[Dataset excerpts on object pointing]
________

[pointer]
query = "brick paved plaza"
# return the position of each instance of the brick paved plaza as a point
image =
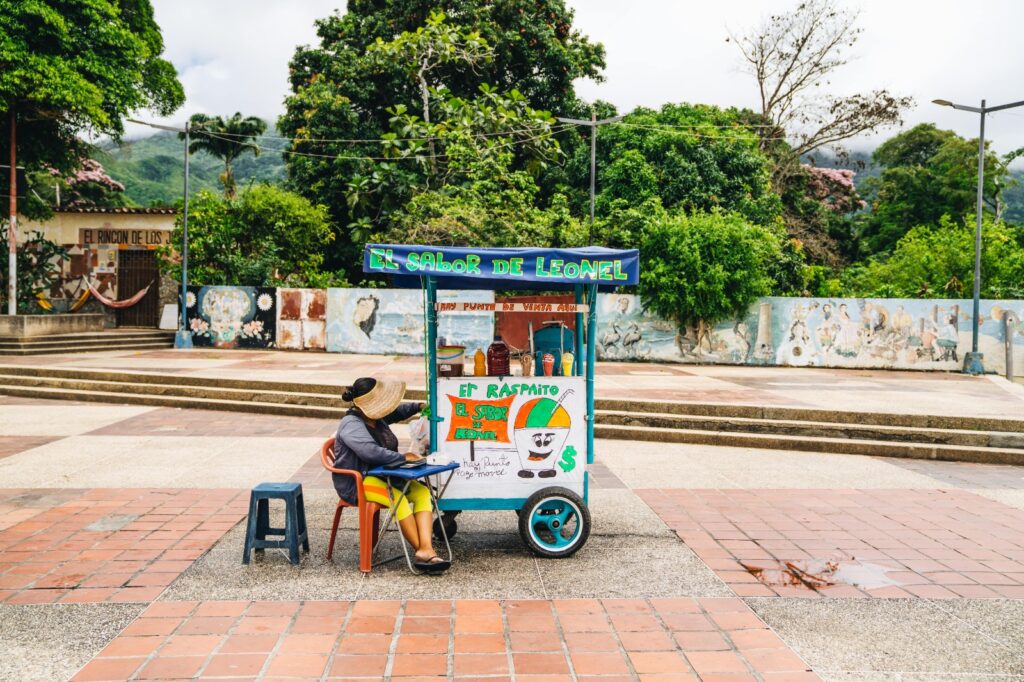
(122, 544)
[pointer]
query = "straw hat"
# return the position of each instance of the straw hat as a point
(382, 398)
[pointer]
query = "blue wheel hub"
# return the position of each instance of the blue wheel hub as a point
(555, 523)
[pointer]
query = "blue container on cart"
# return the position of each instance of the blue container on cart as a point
(554, 339)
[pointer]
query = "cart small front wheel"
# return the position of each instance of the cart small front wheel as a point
(554, 522)
(451, 527)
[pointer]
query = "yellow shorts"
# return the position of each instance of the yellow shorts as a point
(376, 491)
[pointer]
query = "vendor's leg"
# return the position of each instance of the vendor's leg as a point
(419, 496)
(376, 491)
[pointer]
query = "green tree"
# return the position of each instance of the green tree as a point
(68, 68)
(691, 157)
(264, 237)
(226, 139)
(343, 91)
(705, 267)
(937, 261)
(928, 173)
(472, 145)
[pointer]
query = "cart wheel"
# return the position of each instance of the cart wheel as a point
(451, 527)
(554, 522)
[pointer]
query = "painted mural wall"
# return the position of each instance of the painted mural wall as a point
(302, 318)
(905, 334)
(390, 321)
(232, 316)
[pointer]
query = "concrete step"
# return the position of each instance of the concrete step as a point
(247, 394)
(811, 444)
(112, 345)
(90, 344)
(170, 401)
(124, 332)
(714, 410)
(813, 429)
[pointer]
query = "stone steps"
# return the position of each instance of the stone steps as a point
(815, 444)
(922, 436)
(68, 343)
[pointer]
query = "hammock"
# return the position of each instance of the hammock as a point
(46, 304)
(126, 303)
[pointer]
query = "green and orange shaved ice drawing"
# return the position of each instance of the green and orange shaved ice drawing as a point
(541, 428)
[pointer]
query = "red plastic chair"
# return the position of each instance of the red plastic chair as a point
(369, 512)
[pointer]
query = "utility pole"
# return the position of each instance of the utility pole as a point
(593, 123)
(12, 225)
(974, 360)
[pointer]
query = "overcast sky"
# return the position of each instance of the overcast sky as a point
(232, 54)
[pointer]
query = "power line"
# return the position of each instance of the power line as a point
(418, 157)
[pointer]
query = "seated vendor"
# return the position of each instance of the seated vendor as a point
(365, 441)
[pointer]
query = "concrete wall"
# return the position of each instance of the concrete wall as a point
(232, 316)
(901, 334)
(390, 321)
(892, 334)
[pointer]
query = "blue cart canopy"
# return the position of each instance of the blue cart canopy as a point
(463, 267)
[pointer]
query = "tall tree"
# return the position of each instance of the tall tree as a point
(343, 91)
(69, 67)
(927, 173)
(225, 139)
(792, 56)
(692, 157)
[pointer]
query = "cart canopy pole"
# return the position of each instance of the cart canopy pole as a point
(431, 314)
(591, 359)
(578, 290)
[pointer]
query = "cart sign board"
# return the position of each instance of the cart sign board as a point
(512, 436)
(459, 267)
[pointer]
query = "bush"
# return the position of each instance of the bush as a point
(265, 237)
(938, 262)
(707, 266)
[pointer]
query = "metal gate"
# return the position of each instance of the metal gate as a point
(136, 269)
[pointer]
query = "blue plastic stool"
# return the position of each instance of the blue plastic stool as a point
(259, 520)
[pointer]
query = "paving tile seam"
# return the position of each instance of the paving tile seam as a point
(164, 622)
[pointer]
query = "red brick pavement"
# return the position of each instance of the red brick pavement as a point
(934, 544)
(109, 545)
(582, 639)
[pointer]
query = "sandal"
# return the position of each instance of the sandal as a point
(434, 564)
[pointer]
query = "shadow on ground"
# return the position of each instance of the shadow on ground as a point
(631, 553)
(901, 639)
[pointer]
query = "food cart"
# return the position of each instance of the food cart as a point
(522, 442)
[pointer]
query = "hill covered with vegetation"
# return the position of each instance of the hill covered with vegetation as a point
(153, 172)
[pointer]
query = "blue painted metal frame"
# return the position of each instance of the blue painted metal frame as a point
(583, 293)
(431, 313)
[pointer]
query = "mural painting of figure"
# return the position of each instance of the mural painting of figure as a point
(847, 342)
(542, 426)
(797, 350)
(366, 313)
(948, 338)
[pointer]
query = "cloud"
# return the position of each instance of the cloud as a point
(232, 54)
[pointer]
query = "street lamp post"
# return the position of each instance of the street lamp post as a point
(183, 338)
(974, 360)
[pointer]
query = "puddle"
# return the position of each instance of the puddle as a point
(112, 522)
(819, 573)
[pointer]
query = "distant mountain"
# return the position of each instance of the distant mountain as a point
(153, 171)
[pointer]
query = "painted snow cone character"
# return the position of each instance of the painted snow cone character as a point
(542, 425)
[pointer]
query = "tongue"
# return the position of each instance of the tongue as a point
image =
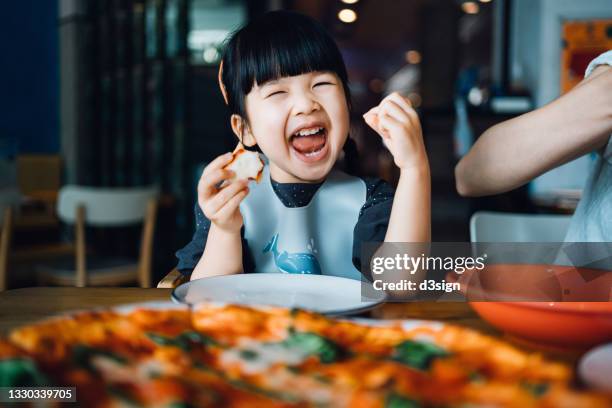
(307, 144)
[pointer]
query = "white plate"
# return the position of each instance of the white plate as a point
(320, 293)
(595, 368)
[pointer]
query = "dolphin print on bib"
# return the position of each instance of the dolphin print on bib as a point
(314, 239)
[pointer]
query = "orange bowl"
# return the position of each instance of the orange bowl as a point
(559, 306)
(577, 325)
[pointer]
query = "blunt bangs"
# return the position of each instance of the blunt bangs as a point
(278, 44)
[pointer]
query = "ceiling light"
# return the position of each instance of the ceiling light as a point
(470, 7)
(413, 57)
(347, 15)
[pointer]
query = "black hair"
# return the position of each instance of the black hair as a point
(277, 44)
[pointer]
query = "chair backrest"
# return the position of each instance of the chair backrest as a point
(486, 226)
(9, 198)
(105, 206)
(39, 172)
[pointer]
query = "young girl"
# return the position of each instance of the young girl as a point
(286, 86)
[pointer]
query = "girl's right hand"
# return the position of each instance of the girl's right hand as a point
(220, 199)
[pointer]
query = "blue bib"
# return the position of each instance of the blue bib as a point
(314, 239)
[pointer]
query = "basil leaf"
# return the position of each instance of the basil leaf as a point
(312, 344)
(185, 341)
(82, 355)
(417, 354)
(399, 401)
(536, 389)
(21, 372)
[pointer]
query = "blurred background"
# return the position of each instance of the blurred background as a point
(123, 93)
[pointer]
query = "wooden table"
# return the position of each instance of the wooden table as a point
(27, 305)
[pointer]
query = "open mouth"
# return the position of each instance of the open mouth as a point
(310, 143)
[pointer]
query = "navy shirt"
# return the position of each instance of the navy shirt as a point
(371, 225)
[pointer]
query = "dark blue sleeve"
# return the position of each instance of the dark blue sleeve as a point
(373, 217)
(189, 256)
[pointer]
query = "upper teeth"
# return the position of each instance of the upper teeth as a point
(307, 132)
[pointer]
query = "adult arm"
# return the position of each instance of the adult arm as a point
(514, 152)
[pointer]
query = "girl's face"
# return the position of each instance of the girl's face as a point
(300, 123)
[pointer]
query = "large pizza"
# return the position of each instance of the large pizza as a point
(238, 356)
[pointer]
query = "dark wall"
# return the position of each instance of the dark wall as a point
(29, 76)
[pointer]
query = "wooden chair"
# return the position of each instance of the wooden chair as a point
(172, 280)
(5, 242)
(103, 207)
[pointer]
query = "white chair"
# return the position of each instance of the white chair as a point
(103, 207)
(486, 226)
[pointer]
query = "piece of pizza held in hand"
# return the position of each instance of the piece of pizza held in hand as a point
(246, 165)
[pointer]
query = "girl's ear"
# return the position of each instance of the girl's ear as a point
(242, 131)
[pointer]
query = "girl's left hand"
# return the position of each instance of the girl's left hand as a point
(398, 124)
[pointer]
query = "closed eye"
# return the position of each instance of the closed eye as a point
(275, 93)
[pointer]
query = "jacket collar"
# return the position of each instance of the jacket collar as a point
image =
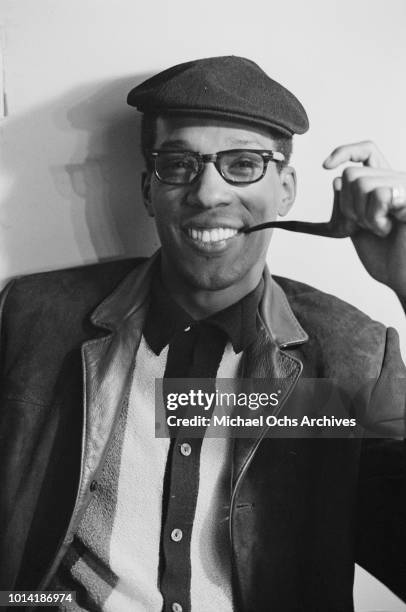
(130, 299)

________

● Short problem: Quote all of the entries word for word, omitting any pictures.

● Expected answer:
[pointer]
query = "brick paved plaza"
# return the position of each instance of the brick paved plaza as a point
image =
(122, 544)
[pointer]
query = "straw hat"
# return the position of each instance of the straw hat as a point
(382, 398)
[pointer]
query = "blue wheel hub"
# return the position of each instance of the blue wheel hub as a point
(555, 523)
[pointer]
query = "blue container on cart"
# return the position of each instance of the blue container on cart as a point
(554, 339)
[pointer]
query = "cart small front wheel"
# return the position of each instance of the cart small front wheel as a point
(554, 522)
(451, 527)
[pointer]
query = "yellow shorts"
# return the position of each instance of the yellow shorts as a point
(376, 491)
[pointer]
query = "vendor's leg"
# return the position of each instance of the vendor's leg as a point
(419, 496)
(376, 491)
[pointer]
query = "green tree"
# return the position of each instance of the green tree as a point
(68, 68)
(691, 157)
(264, 237)
(226, 139)
(343, 91)
(705, 267)
(937, 261)
(928, 173)
(472, 145)
[pointer]
query = "cart wheel"
# return the position of each instance of the cart wheel as a point
(451, 527)
(554, 522)
[pointer]
query = "painted mural wall"
# return the position of each instance of the painted mural wall as a point
(302, 318)
(905, 334)
(390, 321)
(232, 316)
[pointer]
query = "concrete step"
# return the position of each instance of the concrete step as a point
(247, 394)
(811, 444)
(112, 345)
(90, 344)
(170, 401)
(124, 332)
(714, 410)
(813, 429)
[pointer]
query = "stone steps"
# return the position of each instance of the stone steps as a point
(815, 444)
(922, 436)
(68, 343)
[pointer]
query = "hammock"
# return the position of each instance of the hammock as a point
(46, 304)
(126, 303)
[pointer]
query = "green and orange shaved ice drawing"
# return the position of each instance of the green and orange shaved ice drawing as a point
(541, 428)
[pointer]
query = "red plastic chair"
# return the position of each instance of the red plastic chair as a point
(369, 512)
[pointer]
query = "utility pole"
# return the position of each instance of the utility pole as a point
(593, 123)
(12, 225)
(974, 360)
[pointer]
query = "overcast sky"
# return the position of each instance of the overcast sky as a point
(232, 54)
[pointer]
query = "power line"
# return the position of each instance of the power line as a point
(418, 157)
[pointer]
query = "seated vendor"
# return the position of each instance of the seated vendor as a point
(365, 441)
[pointer]
query = "concrete wall"
# return the position of each instance of the concrete wall as a point
(232, 316)
(901, 334)
(390, 321)
(892, 334)
[pointer]
query = "blue cart canopy"
# return the position of each instance of the blue cart canopy as a point
(463, 267)
[pointer]
query = "tall tree"
# return the position of each instance of the tall tree as a point
(343, 91)
(69, 67)
(927, 173)
(225, 139)
(792, 56)
(692, 157)
[pointer]
query = "cart canopy pole"
# return the position of each instance of the cart canopy pole as a point
(431, 314)
(591, 359)
(578, 290)
[pointer]
query = "cart sign board"
# return the position of each instance of the cart sign board as a point
(512, 436)
(459, 267)
[pointer]
query = "bush"
# return the position of each instance of the bush as a point
(265, 237)
(938, 262)
(707, 266)
[pointer]
query = "metal gate"
# return the position of each instance of the metal gate as a point
(136, 269)
[pointer]
query = "blue plastic stool"
# return the position of each instance of the blue plastic stool as a point
(259, 520)
[pointer]
query = "paving tile seam"
# return the position of each instance of the paving tile seam as a point
(164, 622)
[pointer]
query = "red brick pavement"
# return the position of each instance of the red brick pavement as a point
(934, 544)
(109, 545)
(582, 639)
[pointer]
query = "sandal"
# return the position of each instance of the sandal as a point
(434, 564)
[pointer]
query = "shadow on ground"
# return the position of each instance of the shadow on ground as a point
(631, 553)
(901, 639)
[pointer]
query = "food cart"
# return the position of each instance of the food cart as a point
(522, 442)
[pointer]
query = "hill covered with vegetation"
# return the position of each instance of the hill covered with vegetation as a point
(153, 172)
[pointer]
query = "blue painted metal frame"
# return the position of each instance of the blue painted metal frame as a point
(583, 293)
(431, 313)
[pointer]
query = "mural painting of figure"
# return the position of each instance of the mural painting of figure as a point
(847, 342)
(542, 426)
(797, 350)
(366, 313)
(948, 338)
[pointer]
query = "cloud"
# return the position of each instance of the cloud as a point
(232, 54)
[pointer]
query = "street lamp post"
# return the position of each instance of the street lamp post as a point
(183, 338)
(974, 360)
[pointer]
query = "puddle"
# return the position of each instance of the puddle as a point
(112, 522)
(819, 573)
[pointer]
query = "distant mountain"
# return the position of each instance of the distant mountain as a point
(153, 171)
[pointer]
query = "painted snow cone character"
# return the position of each instance of the painted snow cone character as a point
(542, 425)
[pointer]
query = "tongue"
# return the position of each instance of the tongue as a point
image =
(307, 144)
[pointer]
query = "white plate"
# return the position of each instance of the white plate as a point
(320, 293)
(595, 368)
[pointer]
query = "dolphin print on bib"
# return the position of each instance of the dolphin print on bib as a point
(314, 239)
[pointer]
query = "orange bowl"
# return the position of each instance of the orange bowl as a point
(559, 306)
(577, 325)
[pointer]
query = "blunt bangs"
# return the position of each instance of the blunt bangs as a point
(278, 44)
[pointer]
query = "ceiling light"
# return the position of each instance of the ceiling light as a point
(470, 7)
(413, 57)
(347, 15)
[pointer]
query = "black hair"
# return the position of each instance of the black hair as a point
(277, 44)
[pointer]
query = "chair backrest"
# return the position of each instance of the chair backrest as a point
(486, 226)
(9, 198)
(105, 206)
(39, 172)
[pointer]
query = "young girl"
# return the position of each instance of the young girl as a point
(286, 86)
[pointer]
query = "girl's right hand"
# return the position of each instance of the girl's right hand as a point
(220, 199)
[pointer]
query = "blue bib"
# return the position of each instance of the blue bib as a point
(314, 239)
[pointer]
query = "basil leaf"
# return the position of each instance of the basil leaf as a point
(312, 344)
(185, 341)
(82, 355)
(417, 354)
(399, 401)
(536, 389)
(21, 372)
[pointer]
query = "blurred background"
# return the position of each instance of the blurred background as a point
(123, 93)
[pointer]
query = "wooden table"
# return the position of each instance of the wooden table as a point
(27, 305)
[pointer]
query = "open mouth"
# return the position of each instance of the open mouth as a point
(310, 143)
[pointer]
query = "navy shirt"
# return the position of each instance of the navy shirt as a point
(371, 225)
[pointer]
query = "dark blue sleeve"
# return the position of each instance of the dark blue sleeve as a point
(373, 217)
(189, 256)
[pointer]
query = "upper teeth"
# return the position of each instance of the upper teeth as a point
(307, 132)
[pointer]
query = "adult arm"
# return the position of each instance of the adult arm as a point
(514, 152)
[pointer]
query = "girl's face"
# return the position of each instance of the girl's face as a point
(300, 123)
[pointer]
query = "large pizza"
# return the position of each instance of the large pizza as a point
(238, 356)
[pointer]
query = "dark wall"
# return the position of each instance of the dark wall as a point
(29, 76)
[pointer]
query = "wooden chair"
# return the position of each instance of the wooden chair as a point
(172, 280)
(5, 242)
(103, 207)
[pointer]
query = "white chair"
# return the position of each instance of the white chair as a point
(103, 207)
(486, 226)
[pointer]
query = "piece of pizza held in hand"
# return the position of each instance of the piece of pizza held in hand as a point
(246, 165)
[pointer]
query = "girl's ear"
# return the position of each instance of the girl's ear as a point
(242, 131)
[pointer]
query = "girl's left hand"
# return the position of each instance of the girl's left hand as a point
(398, 124)
[pointer]
query = "closed eye"
# return the position of each instance of the closed eye as a point
(275, 93)
[pointer]
query = "jacket collar"
# return the position of each instance of the jacket collar as a point
image =
(130, 299)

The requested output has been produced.